Show every line of the rows below that contains the string "station", matching case exactly.

## Records

** start **

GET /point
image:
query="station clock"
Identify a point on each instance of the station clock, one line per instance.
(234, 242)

** end **
** start **

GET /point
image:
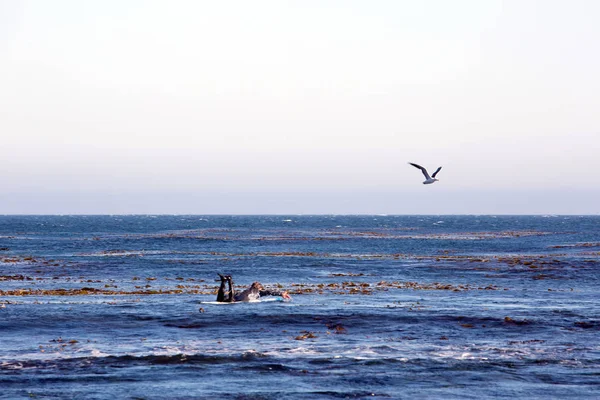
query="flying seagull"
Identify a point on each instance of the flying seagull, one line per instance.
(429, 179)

** end **

## Answer to the problem
query="station clock"
Identify a point on each instance of the station clock, one line per instance.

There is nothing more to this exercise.